### BRIEF
Write down every entry below once more, exactly.

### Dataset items
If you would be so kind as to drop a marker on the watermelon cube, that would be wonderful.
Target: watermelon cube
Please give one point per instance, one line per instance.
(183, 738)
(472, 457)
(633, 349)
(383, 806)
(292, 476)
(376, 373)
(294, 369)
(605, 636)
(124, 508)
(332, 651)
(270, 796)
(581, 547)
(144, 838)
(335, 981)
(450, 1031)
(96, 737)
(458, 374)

### RESPONSE BELOW
If you would be so kind as to drop a marker on the watermelon cube, that would be wonderful.
Target: watermelon cube
Please give one point per instance, one line per instance.
(183, 738)
(472, 457)
(633, 349)
(383, 806)
(292, 476)
(376, 373)
(294, 369)
(605, 636)
(124, 508)
(332, 651)
(270, 796)
(581, 547)
(144, 838)
(335, 981)
(450, 1031)
(96, 737)
(458, 374)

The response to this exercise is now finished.